Records for processing:
......

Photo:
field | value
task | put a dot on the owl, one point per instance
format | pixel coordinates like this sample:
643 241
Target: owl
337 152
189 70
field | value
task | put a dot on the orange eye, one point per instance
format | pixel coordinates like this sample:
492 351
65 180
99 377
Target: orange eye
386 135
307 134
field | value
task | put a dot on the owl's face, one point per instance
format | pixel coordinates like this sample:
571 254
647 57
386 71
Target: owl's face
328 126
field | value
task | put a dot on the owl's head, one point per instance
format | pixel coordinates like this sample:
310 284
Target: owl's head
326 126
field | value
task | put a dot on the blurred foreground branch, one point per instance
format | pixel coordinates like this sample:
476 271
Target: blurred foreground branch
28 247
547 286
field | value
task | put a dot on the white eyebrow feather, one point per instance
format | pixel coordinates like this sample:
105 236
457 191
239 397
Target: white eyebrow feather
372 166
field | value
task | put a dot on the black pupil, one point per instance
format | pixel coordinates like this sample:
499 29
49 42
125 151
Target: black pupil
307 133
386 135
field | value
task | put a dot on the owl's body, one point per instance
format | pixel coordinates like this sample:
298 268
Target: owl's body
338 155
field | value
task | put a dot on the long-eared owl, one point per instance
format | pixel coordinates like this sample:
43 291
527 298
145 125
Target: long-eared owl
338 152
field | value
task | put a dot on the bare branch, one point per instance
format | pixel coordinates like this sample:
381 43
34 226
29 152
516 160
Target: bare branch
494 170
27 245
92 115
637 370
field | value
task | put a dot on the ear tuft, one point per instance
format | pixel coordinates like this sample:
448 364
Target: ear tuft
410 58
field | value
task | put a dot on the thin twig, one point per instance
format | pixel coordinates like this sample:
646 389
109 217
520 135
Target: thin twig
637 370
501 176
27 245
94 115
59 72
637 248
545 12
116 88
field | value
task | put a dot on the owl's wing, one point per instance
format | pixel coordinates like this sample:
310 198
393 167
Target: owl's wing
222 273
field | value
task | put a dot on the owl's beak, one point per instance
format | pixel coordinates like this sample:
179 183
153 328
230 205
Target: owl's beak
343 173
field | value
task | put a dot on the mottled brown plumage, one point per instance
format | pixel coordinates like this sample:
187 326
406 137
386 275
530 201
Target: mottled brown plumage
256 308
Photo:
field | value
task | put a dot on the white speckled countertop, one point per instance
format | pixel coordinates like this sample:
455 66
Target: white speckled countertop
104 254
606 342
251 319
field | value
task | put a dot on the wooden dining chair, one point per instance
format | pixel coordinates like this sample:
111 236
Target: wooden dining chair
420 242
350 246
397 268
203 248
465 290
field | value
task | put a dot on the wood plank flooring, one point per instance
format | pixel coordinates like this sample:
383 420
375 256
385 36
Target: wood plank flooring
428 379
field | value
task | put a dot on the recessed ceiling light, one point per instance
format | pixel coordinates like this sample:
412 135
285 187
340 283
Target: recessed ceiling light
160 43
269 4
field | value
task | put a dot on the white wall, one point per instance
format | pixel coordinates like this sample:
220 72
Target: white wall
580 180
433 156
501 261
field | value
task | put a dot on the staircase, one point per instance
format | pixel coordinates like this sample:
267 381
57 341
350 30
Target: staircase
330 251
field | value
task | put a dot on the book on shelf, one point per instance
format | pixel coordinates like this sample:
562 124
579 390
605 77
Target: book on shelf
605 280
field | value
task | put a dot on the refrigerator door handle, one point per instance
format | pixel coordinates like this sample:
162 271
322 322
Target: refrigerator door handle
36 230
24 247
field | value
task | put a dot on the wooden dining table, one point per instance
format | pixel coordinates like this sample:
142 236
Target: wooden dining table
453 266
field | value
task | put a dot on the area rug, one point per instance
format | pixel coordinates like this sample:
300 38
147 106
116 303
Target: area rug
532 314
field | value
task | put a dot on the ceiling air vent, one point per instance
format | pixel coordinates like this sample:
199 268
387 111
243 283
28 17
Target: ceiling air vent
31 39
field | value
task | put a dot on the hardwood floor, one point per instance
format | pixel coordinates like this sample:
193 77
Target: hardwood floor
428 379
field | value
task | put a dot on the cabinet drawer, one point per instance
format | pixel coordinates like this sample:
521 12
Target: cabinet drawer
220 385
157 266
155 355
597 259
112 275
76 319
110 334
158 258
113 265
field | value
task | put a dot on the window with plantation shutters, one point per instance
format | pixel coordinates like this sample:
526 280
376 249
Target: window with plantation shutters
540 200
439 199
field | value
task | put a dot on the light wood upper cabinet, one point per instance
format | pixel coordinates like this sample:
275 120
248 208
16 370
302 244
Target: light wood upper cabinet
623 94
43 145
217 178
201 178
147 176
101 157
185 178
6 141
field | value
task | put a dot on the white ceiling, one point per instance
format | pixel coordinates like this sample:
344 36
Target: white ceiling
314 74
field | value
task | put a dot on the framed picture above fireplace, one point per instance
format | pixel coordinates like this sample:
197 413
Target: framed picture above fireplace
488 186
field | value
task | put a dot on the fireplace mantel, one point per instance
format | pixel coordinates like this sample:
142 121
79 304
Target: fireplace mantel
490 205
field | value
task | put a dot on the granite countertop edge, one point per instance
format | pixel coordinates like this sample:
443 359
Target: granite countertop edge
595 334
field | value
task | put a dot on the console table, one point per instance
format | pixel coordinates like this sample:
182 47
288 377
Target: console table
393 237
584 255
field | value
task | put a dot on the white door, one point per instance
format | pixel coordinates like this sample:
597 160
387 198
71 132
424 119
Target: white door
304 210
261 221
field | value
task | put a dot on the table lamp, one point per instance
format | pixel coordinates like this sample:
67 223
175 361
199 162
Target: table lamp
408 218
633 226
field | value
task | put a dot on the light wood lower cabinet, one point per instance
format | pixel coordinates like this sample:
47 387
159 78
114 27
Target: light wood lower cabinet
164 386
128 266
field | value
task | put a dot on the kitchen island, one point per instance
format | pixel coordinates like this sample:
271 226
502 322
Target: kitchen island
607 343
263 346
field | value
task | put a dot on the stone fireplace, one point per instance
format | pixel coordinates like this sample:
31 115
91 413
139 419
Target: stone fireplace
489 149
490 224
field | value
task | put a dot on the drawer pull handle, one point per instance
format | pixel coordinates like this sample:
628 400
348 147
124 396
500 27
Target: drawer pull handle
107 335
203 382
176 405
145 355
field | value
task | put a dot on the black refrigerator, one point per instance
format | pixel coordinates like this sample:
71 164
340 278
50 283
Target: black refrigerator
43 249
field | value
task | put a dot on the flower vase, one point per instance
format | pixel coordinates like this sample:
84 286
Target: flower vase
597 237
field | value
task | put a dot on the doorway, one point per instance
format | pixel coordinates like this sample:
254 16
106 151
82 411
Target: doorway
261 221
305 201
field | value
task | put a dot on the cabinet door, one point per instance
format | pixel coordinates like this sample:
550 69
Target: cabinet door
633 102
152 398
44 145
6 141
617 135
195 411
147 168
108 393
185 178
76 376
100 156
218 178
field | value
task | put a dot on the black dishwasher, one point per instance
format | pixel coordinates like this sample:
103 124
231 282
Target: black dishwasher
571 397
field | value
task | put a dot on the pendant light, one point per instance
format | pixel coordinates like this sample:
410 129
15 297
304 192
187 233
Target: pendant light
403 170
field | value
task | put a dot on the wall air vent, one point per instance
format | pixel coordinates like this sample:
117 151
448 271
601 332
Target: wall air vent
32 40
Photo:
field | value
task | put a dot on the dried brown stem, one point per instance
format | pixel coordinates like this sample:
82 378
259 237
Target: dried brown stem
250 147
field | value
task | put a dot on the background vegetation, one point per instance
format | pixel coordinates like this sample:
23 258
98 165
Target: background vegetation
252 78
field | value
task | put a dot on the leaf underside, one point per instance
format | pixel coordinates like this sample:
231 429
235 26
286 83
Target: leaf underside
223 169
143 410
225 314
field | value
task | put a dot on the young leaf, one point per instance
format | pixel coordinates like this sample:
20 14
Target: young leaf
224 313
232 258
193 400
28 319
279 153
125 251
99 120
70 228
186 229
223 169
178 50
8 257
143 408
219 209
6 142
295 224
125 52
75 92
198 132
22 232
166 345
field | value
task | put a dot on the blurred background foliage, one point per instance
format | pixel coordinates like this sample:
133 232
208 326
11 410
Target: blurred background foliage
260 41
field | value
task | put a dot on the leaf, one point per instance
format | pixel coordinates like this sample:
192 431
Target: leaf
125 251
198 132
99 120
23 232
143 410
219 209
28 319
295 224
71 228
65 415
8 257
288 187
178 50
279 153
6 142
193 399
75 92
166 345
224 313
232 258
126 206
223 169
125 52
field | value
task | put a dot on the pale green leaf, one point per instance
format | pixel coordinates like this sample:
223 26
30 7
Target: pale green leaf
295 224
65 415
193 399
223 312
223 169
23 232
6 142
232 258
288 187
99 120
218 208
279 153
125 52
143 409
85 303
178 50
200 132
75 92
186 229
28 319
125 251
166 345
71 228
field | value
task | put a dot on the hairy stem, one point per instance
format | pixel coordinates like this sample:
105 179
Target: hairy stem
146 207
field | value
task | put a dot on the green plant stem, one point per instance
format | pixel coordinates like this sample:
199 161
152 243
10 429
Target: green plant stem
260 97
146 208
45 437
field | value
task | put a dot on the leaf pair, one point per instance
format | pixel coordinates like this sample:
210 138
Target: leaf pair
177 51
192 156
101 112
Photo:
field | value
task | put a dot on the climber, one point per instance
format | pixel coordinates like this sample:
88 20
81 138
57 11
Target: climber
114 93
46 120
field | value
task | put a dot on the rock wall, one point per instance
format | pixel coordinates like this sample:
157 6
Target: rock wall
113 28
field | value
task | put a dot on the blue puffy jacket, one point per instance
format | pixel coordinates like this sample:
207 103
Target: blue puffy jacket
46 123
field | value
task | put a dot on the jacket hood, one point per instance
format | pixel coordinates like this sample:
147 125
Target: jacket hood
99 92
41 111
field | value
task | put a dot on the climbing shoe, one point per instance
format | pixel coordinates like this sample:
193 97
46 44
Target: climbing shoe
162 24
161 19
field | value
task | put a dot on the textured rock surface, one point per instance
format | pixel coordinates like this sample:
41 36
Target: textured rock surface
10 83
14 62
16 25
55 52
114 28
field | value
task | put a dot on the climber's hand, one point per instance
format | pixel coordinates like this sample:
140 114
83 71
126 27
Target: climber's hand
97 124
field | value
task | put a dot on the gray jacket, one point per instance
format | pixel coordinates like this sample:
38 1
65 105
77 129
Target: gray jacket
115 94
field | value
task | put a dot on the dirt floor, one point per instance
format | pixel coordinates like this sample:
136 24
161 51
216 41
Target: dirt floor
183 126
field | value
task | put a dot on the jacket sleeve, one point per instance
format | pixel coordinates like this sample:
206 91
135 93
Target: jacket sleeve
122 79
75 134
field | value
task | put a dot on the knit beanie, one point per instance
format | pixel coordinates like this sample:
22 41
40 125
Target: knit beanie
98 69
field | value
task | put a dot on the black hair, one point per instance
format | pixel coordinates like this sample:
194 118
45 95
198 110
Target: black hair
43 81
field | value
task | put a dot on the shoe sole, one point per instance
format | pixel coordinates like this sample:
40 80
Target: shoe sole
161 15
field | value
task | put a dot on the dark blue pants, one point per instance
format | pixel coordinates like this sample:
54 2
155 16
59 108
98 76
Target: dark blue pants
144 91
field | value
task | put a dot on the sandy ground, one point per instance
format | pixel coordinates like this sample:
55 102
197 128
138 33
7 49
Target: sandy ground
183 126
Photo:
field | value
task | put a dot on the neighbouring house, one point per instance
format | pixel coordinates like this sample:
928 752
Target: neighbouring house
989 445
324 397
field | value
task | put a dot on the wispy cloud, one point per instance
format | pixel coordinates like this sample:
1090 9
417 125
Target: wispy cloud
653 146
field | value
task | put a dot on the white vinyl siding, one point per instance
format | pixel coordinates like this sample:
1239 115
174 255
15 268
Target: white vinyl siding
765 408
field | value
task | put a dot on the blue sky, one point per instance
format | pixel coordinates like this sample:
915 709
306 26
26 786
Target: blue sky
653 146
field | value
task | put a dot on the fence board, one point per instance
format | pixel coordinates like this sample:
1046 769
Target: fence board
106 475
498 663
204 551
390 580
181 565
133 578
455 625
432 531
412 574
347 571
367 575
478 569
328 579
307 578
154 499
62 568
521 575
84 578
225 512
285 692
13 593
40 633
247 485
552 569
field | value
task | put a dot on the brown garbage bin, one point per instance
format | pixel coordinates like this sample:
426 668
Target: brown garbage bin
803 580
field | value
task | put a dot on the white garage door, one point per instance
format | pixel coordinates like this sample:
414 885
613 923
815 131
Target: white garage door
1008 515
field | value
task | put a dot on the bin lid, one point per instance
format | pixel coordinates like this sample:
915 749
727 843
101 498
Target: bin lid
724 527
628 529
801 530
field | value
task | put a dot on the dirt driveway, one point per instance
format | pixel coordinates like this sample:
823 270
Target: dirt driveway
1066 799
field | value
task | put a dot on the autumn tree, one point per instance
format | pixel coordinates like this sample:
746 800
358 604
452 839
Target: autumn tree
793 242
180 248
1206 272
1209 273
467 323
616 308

......

Pull out each line in the rows above that contains the string "dried". Matches must agree in case.

Written answer:
task | put a dot on the dried brown stem, one point per instance
Target: dried brown stem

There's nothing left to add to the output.